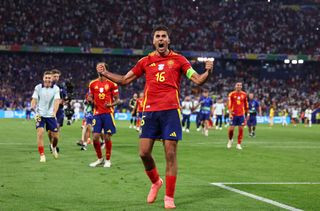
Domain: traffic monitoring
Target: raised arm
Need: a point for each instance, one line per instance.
(119, 79)
(200, 79)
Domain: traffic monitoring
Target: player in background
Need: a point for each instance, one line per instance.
(60, 113)
(132, 106)
(205, 110)
(219, 111)
(139, 110)
(86, 129)
(186, 113)
(238, 107)
(77, 108)
(308, 115)
(226, 115)
(45, 102)
(28, 110)
(104, 94)
(163, 69)
(254, 108)
(284, 117)
(271, 115)
(196, 110)
(295, 116)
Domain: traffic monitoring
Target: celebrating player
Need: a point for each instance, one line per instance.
(132, 105)
(163, 69)
(254, 107)
(186, 113)
(45, 101)
(139, 110)
(219, 111)
(238, 106)
(104, 95)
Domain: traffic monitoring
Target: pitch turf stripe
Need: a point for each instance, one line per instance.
(259, 198)
(268, 183)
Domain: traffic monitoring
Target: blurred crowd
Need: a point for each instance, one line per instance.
(273, 83)
(199, 25)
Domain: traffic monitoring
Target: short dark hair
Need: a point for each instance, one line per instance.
(47, 72)
(161, 28)
(56, 71)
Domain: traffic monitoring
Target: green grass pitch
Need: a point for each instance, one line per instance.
(68, 183)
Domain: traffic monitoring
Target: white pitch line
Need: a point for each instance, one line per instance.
(269, 201)
(268, 183)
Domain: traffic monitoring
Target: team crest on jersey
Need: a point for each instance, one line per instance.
(160, 66)
(170, 63)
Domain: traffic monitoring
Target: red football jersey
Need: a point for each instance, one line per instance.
(238, 103)
(163, 75)
(139, 104)
(103, 92)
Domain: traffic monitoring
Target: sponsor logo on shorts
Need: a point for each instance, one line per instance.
(173, 134)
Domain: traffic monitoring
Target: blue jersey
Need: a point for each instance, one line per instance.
(206, 104)
(253, 107)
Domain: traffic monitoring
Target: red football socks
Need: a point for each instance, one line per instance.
(230, 133)
(108, 149)
(97, 147)
(153, 175)
(41, 150)
(170, 185)
(240, 136)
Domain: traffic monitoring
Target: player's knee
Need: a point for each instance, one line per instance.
(144, 155)
(170, 155)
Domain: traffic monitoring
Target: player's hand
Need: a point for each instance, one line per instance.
(101, 67)
(90, 97)
(209, 65)
(108, 105)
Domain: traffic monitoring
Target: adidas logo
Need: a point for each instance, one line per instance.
(173, 134)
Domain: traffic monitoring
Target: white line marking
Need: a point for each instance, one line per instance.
(268, 183)
(269, 201)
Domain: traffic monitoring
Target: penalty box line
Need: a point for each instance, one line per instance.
(259, 198)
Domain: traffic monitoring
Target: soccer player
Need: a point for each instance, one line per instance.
(60, 113)
(219, 111)
(28, 110)
(308, 114)
(139, 110)
(86, 129)
(45, 102)
(271, 115)
(186, 113)
(284, 117)
(163, 69)
(206, 110)
(254, 108)
(238, 107)
(196, 110)
(132, 105)
(104, 95)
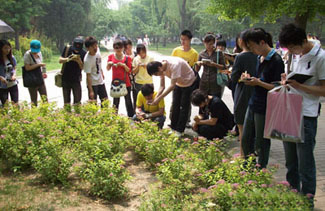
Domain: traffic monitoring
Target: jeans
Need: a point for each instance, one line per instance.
(76, 91)
(300, 161)
(33, 93)
(128, 103)
(252, 140)
(14, 95)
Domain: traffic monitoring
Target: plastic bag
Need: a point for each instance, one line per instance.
(284, 118)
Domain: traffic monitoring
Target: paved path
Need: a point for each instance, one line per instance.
(276, 155)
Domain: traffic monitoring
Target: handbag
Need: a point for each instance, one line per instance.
(284, 118)
(118, 87)
(32, 78)
(58, 75)
(222, 79)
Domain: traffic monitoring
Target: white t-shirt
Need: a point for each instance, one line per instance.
(93, 65)
(312, 63)
(142, 77)
(179, 69)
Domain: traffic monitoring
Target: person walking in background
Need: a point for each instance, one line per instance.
(300, 160)
(155, 113)
(8, 82)
(139, 70)
(122, 67)
(245, 62)
(33, 60)
(270, 67)
(72, 58)
(212, 62)
(183, 81)
(93, 69)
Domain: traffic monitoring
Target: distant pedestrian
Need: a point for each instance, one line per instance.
(73, 58)
(33, 60)
(93, 69)
(8, 82)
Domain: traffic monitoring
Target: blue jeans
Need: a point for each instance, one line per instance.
(252, 140)
(300, 161)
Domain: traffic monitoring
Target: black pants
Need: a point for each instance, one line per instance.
(76, 91)
(33, 93)
(4, 94)
(128, 103)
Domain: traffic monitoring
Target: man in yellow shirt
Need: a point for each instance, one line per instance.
(145, 111)
(189, 54)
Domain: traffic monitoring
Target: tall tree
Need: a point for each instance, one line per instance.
(301, 10)
(65, 19)
(19, 13)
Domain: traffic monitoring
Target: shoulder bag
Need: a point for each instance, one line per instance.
(32, 78)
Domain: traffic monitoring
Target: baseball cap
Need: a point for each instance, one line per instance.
(77, 44)
(35, 46)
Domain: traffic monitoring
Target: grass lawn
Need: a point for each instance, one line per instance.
(168, 49)
(52, 65)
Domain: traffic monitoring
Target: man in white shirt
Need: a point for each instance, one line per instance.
(93, 68)
(310, 60)
(183, 81)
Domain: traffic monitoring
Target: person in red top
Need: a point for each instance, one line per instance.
(122, 66)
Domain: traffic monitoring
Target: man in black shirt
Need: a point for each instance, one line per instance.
(214, 119)
(73, 64)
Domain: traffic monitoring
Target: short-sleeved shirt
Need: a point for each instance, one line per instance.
(179, 69)
(208, 82)
(119, 71)
(93, 65)
(7, 70)
(142, 102)
(312, 63)
(190, 56)
(268, 71)
(142, 77)
(218, 109)
(72, 71)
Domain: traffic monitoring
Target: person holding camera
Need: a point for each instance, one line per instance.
(212, 61)
(8, 82)
(72, 58)
(33, 60)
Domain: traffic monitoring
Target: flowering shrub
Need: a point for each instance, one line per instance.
(89, 144)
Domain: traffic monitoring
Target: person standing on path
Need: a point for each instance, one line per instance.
(300, 160)
(269, 69)
(72, 58)
(8, 82)
(183, 81)
(93, 68)
(33, 60)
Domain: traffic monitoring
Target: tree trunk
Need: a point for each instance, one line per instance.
(301, 20)
(17, 45)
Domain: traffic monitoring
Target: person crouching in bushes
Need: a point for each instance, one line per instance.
(214, 119)
(145, 111)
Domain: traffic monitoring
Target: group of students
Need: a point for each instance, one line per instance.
(256, 68)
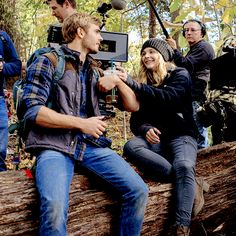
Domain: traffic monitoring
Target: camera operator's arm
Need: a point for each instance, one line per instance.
(128, 98)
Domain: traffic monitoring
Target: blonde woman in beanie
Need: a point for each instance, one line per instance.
(165, 144)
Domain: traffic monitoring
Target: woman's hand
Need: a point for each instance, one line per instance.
(152, 136)
(121, 72)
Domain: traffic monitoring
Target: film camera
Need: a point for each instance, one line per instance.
(113, 48)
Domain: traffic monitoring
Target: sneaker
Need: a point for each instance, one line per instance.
(198, 204)
(182, 231)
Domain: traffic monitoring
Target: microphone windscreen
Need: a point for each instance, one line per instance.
(118, 4)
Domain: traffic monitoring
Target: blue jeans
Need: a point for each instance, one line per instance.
(3, 133)
(202, 139)
(54, 173)
(174, 160)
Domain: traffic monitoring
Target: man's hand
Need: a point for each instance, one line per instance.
(152, 136)
(108, 82)
(94, 126)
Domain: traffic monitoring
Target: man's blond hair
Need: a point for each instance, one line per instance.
(75, 21)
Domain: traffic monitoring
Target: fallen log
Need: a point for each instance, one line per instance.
(94, 211)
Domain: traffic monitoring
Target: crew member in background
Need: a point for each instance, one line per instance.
(197, 63)
(10, 65)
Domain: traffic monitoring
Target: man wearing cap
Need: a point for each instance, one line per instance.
(197, 63)
(165, 144)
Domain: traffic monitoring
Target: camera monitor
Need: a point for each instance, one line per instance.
(114, 47)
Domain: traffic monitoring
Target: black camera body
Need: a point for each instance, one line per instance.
(113, 48)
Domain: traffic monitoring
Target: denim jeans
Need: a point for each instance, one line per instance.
(202, 139)
(54, 173)
(174, 160)
(3, 133)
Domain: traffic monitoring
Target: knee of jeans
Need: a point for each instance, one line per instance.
(54, 213)
(184, 167)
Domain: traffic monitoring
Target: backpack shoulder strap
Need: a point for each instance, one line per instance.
(58, 59)
(2, 38)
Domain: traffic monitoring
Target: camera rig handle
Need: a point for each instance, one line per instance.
(159, 19)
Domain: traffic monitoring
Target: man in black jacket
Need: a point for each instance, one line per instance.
(197, 63)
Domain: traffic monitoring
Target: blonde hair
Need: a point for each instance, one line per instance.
(157, 76)
(76, 20)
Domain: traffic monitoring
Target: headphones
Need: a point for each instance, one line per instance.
(203, 26)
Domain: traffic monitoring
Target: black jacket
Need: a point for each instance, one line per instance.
(167, 107)
(197, 63)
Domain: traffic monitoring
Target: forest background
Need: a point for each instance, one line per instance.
(27, 22)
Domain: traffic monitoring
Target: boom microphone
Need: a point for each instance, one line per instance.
(118, 4)
(159, 19)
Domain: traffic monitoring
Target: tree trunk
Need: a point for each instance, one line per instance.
(94, 212)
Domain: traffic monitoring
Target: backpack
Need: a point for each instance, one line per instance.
(57, 58)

_ _ _ _ _

### WHAT IS NEEDED
Every line from the data above that contains "grass" must appear in the answer.

### SOLVED PROBLEM
Target: green grass pitch
Target: grass lawn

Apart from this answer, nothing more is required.